Stored dataset entries =>
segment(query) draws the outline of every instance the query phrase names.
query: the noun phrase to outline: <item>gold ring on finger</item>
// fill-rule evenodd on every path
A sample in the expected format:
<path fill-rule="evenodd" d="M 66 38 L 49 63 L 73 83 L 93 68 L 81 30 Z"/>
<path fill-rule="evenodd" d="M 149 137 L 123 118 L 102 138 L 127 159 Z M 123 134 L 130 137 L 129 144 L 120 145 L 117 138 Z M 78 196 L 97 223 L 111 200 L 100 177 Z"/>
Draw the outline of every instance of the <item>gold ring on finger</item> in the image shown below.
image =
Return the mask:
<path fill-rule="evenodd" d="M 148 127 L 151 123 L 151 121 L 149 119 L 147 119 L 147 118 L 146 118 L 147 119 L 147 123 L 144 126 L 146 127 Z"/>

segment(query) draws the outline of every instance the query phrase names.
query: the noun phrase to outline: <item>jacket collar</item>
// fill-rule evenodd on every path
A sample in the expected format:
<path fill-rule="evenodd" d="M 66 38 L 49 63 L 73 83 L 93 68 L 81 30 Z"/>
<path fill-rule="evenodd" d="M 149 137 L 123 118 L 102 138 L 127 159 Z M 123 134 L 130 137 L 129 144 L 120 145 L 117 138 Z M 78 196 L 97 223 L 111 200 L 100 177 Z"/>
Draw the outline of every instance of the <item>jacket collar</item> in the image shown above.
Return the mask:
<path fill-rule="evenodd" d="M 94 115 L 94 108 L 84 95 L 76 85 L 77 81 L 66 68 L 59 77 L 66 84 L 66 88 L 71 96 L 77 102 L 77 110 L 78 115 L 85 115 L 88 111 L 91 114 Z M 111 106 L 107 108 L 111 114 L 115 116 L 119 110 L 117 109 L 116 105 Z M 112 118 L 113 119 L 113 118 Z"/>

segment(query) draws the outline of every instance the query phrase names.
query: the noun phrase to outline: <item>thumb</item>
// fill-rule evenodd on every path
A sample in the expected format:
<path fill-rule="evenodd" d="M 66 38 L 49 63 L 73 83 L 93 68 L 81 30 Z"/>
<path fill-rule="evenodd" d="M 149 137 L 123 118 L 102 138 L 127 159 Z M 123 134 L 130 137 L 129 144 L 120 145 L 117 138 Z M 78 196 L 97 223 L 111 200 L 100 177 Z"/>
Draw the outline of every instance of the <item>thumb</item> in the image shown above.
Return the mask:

EXERCISE DETAILS =>
Select each line of the entries above that contains the string "jacket", matching case exactly.

RESULT FOR THIS EXERCISE =>
query: the noun phrase to outline: <item>jacket collar</item>
Draw the outline of every instance of the <item>jacket collar</item> in the image shown above.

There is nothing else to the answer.